[Start]
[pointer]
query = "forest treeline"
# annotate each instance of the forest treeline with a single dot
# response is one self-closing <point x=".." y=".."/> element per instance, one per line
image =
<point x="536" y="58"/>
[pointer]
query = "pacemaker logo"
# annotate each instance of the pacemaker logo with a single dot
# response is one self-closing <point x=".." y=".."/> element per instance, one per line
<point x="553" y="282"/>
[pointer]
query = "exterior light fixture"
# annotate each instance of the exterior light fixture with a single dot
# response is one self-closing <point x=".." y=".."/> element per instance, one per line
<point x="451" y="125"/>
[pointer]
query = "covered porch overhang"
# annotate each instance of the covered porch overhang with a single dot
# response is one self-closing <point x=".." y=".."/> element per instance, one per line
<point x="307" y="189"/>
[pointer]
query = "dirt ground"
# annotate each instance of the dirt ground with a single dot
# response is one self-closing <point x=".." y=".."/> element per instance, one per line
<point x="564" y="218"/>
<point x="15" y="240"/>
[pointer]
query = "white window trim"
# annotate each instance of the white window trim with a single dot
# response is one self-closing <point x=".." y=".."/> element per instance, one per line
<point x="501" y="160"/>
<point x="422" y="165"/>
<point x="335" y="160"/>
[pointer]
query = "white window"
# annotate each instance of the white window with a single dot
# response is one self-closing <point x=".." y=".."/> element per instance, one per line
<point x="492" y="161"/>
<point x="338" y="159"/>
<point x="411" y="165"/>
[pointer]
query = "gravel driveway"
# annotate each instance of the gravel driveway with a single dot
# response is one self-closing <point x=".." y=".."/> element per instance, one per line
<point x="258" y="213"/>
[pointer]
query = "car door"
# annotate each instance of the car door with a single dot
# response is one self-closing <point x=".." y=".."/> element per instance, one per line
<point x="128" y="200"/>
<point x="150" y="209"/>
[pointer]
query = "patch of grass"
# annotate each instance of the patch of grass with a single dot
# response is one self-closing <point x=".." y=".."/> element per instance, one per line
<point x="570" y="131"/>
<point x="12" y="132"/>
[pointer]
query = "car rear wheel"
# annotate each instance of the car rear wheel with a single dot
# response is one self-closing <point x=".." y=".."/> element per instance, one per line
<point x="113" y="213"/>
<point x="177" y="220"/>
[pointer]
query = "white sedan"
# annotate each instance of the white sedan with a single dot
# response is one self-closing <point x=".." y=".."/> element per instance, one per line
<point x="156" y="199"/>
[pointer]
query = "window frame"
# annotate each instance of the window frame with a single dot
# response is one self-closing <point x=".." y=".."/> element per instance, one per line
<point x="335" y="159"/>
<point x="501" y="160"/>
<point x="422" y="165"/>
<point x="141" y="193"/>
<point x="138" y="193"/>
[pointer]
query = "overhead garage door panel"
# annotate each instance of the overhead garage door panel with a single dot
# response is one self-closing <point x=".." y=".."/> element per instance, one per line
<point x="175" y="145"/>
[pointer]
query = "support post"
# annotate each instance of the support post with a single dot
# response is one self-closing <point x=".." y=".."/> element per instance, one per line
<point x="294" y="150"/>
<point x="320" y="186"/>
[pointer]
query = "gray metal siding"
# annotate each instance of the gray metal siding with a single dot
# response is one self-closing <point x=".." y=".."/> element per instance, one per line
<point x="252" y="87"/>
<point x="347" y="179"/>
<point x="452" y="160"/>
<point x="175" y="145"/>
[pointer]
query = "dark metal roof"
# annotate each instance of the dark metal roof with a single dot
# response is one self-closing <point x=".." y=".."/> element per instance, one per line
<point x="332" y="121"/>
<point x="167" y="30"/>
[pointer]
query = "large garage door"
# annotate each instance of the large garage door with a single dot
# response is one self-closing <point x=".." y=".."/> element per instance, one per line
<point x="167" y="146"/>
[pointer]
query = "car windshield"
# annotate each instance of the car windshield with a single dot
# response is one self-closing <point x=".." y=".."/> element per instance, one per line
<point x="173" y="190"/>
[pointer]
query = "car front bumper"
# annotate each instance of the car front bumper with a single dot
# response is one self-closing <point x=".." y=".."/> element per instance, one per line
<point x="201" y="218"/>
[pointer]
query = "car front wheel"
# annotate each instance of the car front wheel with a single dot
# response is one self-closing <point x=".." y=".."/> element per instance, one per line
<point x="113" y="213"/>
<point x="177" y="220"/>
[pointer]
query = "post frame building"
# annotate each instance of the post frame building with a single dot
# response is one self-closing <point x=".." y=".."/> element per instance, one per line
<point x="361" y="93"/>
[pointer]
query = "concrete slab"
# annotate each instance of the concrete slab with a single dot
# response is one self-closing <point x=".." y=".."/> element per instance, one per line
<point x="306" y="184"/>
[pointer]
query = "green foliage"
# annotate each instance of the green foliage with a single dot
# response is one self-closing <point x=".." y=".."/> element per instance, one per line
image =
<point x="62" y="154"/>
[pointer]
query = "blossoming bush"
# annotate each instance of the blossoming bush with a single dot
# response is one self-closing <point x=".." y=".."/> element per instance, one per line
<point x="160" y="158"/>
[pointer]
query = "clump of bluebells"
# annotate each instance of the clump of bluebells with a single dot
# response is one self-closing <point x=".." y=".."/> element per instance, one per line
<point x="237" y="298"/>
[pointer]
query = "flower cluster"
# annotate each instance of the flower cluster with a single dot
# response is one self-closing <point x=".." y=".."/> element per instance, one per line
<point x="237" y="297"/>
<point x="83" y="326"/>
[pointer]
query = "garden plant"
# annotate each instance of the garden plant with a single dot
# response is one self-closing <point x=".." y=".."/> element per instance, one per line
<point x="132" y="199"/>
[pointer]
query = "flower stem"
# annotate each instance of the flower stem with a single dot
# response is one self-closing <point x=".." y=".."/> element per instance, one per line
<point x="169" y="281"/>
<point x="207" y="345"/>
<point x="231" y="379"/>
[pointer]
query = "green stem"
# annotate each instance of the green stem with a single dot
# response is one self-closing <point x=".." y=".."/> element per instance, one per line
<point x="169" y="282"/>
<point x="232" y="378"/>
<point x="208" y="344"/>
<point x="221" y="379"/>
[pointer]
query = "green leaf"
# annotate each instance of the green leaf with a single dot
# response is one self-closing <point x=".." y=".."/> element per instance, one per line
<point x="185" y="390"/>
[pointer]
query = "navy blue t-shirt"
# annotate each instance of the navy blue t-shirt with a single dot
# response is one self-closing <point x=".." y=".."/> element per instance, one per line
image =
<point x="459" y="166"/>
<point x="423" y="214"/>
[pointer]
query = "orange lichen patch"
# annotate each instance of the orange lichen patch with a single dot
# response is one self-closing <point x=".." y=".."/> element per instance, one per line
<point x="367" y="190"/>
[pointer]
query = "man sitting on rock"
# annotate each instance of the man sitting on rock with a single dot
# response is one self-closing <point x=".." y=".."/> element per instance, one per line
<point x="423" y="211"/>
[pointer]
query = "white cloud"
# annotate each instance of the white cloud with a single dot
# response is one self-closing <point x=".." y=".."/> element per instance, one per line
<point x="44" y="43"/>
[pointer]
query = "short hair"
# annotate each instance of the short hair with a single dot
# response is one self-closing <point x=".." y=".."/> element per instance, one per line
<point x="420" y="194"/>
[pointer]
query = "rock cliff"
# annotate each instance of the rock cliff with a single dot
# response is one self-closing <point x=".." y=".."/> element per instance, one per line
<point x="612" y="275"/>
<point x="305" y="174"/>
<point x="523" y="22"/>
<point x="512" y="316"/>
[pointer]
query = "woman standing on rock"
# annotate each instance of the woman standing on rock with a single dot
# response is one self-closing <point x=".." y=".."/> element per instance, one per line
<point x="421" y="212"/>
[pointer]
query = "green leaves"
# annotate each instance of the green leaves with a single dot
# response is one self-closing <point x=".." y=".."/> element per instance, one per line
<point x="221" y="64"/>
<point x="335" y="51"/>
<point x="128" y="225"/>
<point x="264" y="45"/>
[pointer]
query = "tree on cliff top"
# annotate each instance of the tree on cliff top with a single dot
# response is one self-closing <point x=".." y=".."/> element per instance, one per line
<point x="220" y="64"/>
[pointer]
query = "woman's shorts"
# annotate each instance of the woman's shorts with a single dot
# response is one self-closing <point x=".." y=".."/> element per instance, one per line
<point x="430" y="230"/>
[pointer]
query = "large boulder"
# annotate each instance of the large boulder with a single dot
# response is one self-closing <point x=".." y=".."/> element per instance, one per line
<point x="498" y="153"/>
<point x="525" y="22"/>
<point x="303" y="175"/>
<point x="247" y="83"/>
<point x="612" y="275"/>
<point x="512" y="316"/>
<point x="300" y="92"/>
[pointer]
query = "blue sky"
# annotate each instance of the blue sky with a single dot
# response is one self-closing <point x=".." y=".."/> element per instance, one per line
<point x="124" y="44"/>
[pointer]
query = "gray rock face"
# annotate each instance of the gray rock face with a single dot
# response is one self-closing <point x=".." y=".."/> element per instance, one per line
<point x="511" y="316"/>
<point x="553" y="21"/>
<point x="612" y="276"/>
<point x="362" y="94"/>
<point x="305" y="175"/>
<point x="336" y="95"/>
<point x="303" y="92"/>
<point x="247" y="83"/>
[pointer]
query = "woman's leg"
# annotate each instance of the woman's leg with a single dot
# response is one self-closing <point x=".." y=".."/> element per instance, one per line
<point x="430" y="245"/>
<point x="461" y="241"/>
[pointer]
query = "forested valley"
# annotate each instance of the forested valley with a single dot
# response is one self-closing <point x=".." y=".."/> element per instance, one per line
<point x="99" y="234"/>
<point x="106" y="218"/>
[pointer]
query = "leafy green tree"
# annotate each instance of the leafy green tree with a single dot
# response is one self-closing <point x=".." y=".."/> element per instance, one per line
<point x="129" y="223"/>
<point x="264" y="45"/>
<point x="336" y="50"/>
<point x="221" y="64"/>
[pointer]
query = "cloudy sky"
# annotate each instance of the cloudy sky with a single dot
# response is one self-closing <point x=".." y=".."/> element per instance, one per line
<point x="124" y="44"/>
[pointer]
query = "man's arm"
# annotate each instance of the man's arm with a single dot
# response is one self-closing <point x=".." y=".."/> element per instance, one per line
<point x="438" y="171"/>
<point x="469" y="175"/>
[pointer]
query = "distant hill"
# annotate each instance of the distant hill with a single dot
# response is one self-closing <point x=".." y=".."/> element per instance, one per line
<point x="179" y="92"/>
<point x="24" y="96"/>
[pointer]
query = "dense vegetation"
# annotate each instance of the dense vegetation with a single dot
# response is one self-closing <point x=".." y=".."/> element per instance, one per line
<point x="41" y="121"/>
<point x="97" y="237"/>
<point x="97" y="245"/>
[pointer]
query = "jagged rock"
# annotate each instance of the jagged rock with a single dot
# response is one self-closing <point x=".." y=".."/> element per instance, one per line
[End]
(Task to complete) Report every line of the records above that contains the string "navy".

(Solved problem)
query = "navy blue t-shirt"
# annotate each instance of the navy blue t-shirt with a single dot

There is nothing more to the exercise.